Extracto de página:
Desde que la Real Academia de la Lengua autorizó quitar letras que sobran en ciertas palabras, yo soy de los que prefieren escribir sicología en lugar de psicología. Hago lo mismo con septiembre, pero mi computador me corrige setiembre (inteligencia artificial), y debo rogarle muchas veces para que acepte el mes sin la p. Como no me gusta rogar, así lo dejo y quedamos tranquilos la máquina y yo.
No sucede lo mismo con las personas. Alguna vez escribí sicólogo en cierto artículo y una sicóloga amiga me llamó para llamarme la atención. Me faltaba la p. En cuántas me vi para que entendiera que tanto sabe un sicólogo como un psicólogo. Y que tan hermosa palabra -de los que estudian los asuntos del alma y de la mente- se ve mejor sin arandelas.
Y de verdad, la profesión es hermosa para esculcar sentimientos, deseos, frustraciones, querencias, vicios y virtudes. Claro que, como en toda profesión, hay sicólogos buenos y sicólogos malos. En cierta ocasión una sicóloga (tal vez era psicóloga) me atendió en consulta. El médico -soy trasplantado de riñón- necesitaba saber cómo estaba yo en la parte anímica. Pero ella resultó aconsejándome qué alimentos debía consumir y cuáles no. De modo que cando pasé donde el nutricionista, ya yo sabía los consejos que me daría éste, porque aquella se había metido en su rancho. Me resultó mala sicóloga, aunque buena nutricionista.

(Entradas de datos guardadas)
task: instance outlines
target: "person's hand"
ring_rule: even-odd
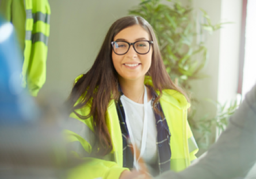
[[[151,179],[148,175],[142,173],[139,171],[132,170],[132,171],[124,170],[121,173],[119,179]]]

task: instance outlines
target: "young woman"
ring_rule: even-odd
[[[70,149],[85,162],[75,176],[124,178],[139,169],[138,158],[154,176],[188,167],[198,148],[185,96],[166,72],[151,25],[137,16],[117,20],[67,100]]]

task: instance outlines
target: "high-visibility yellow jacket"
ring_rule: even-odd
[[[23,87],[37,96],[46,79],[51,14],[48,0],[2,0],[0,12],[14,25],[24,50]]]
[[[146,84],[152,85],[150,80],[146,79]],[[198,150],[187,120],[190,104],[183,95],[173,90],[163,91],[160,103],[171,134],[170,170],[181,171],[196,158],[195,154]],[[90,107],[85,106],[76,111],[86,115],[90,112]],[[106,115],[113,150],[102,158],[87,157],[97,142],[92,117],[82,120],[74,113],[70,117],[64,134],[70,142],[71,152],[83,158],[85,163],[71,170],[68,178],[119,178],[121,172],[128,169],[123,167],[122,134],[114,102],[110,101]]]

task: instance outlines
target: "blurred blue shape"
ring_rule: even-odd
[[[0,124],[33,121],[37,110],[21,83],[21,56],[10,23],[0,17]]]

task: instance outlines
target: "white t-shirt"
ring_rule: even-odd
[[[135,103],[124,95],[121,96],[121,102],[125,107],[125,115],[129,122],[135,144],[141,149],[142,133],[144,124],[144,104]],[[151,107],[151,100],[146,104],[148,109],[148,127],[145,152],[142,155],[151,174],[158,174],[158,149],[156,146],[157,130],[155,118]],[[152,167],[152,166],[156,166]]]

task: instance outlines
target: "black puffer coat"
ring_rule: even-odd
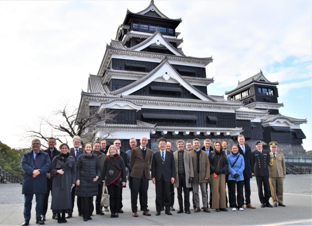
[[[93,181],[97,176],[101,177],[101,170],[97,155],[93,154],[92,157],[86,157],[85,153],[78,157],[76,163],[76,178],[80,184],[76,188],[76,195],[90,197],[98,195],[98,182]]]

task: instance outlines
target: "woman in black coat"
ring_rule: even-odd
[[[110,217],[118,217],[120,191],[125,187],[127,179],[124,163],[114,145],[110,147],[107,157],[104,160],[102,175],[103,186],[107,186],[110,194]]]
[[[225,175],[228,173],[227,159],[222,149],[221,142],[213,145],[213,151],[208,156],[210,164],[210,182],[212,193],[212,208],[216,211],[227,211],[226,208]]]
[[[65,213],[71,214],[71,188],[76,183],[76,162],[69,155],[67,144],[60,145],[61,153],[51,164],[50,173],[54,175],[51,209],[57,214],[57,222],[66,223]],[[61,217],[61,214],[62,214]]]
[[[92,151],[92,145],[87,143],[83,154],[78,157],[76,165],[77,187],[76,195],[81,197],[82,216],[86,221],[92,220],[93,196],[98,192],[98,182],[101,170],[97,155]]]

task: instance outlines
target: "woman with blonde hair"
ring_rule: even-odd
[[[226,208],[225,175],[228,173],[227,160],[220,141],[213,144],[213,151],[209,153],[210,180],[212,193],[212,208],[216,211],[227,211]]]
[[[51,209],[53,214],[57,214],[57,223],[61,223],[67,222],[66,213],[71,214],[71,188],[76,183],[76,162],[69,155],[67,144],[61,144],[60,150],[61,154],[52,161],[50,173],[54,175]]]
[[[93,196],[98,195],[97,181],[101,176],[99,158],[93,153],[90,143],[85,144],[83,154],[79,156],[76,164],[76,194],[81,197],[82,217],[86,221],[92,219]]]
[[[124,163],[117,148],[111,145],[104,160],[102,173],[103,186],[107,187],[110,194],[110,217],[118,217],[120,205],[120,193],[125,187],[126,178]]]

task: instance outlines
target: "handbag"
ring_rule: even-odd
[[[107,187],[106,186],[103,186],[103,191],[101,198],[101,205],[104,208],[107,208],[110,206],[110,195],[108,194]]]

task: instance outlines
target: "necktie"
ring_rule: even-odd
[[[35,152],[35,167],[37,168],[37,166],[36,165],[36,158],[37,158],[37,154],[38,154],[37,152]]]

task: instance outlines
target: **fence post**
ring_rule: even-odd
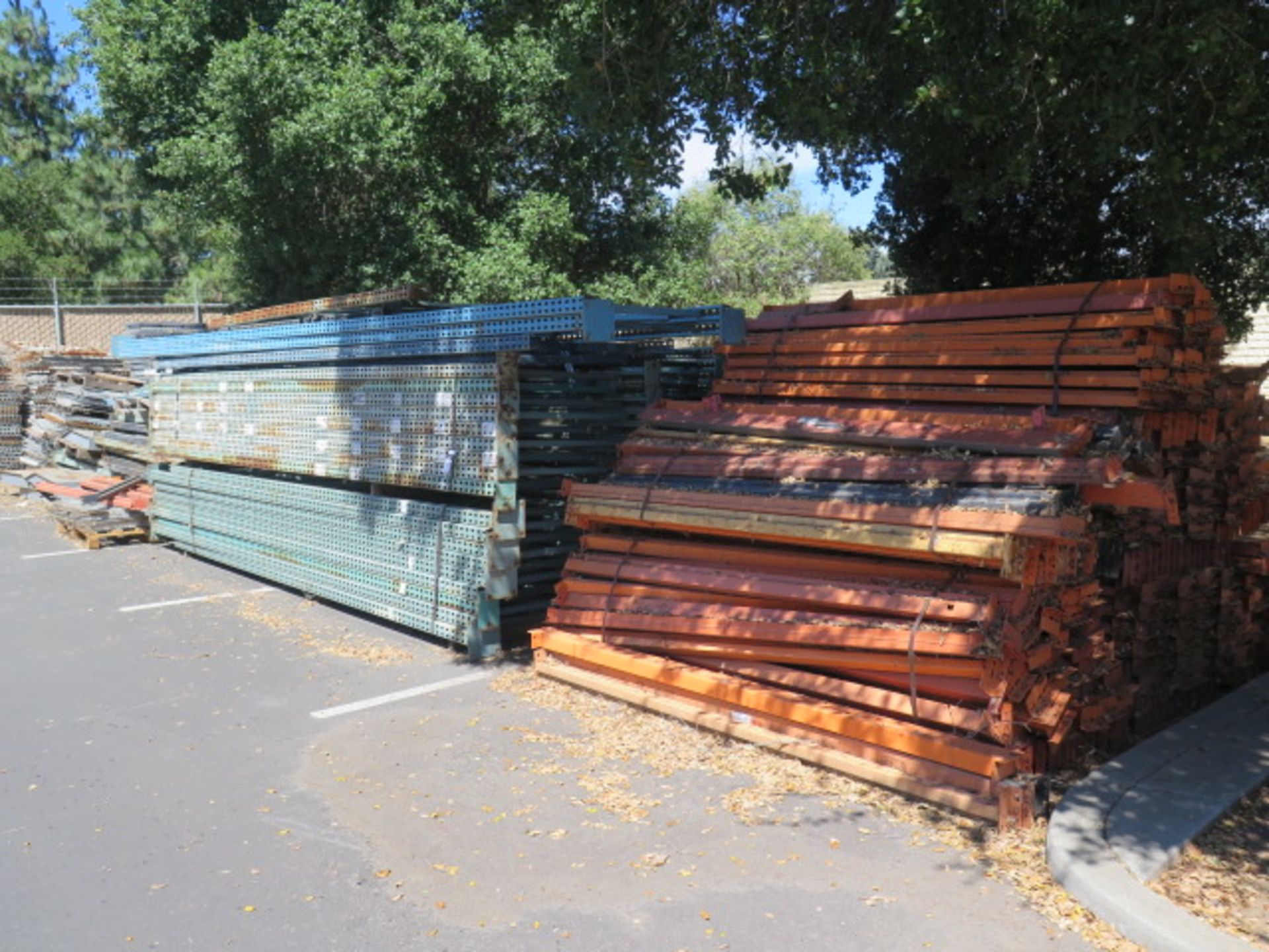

Tu tarea: Devuelve sin cambios el fragmento del extracto que va desde "Desde que la" hasta "máquina y yo.", ambos incluidos.

Ejercicio resuelto:
Desde que la Real Academia de la Lengua autorizó quitar letras que sobran en ciertas palabras, yo soy de los que prefieren escribir sicología en lugar de psicología. Hago lo mismo con septiembre, pero mi computador me corrige setiembre (inteligencia artificial), y debo rogarle muchas veces para que acepte el mes sin la p. Como no me gusta rogar, así lo dejo y quedamos tranquilos la máquina y yo.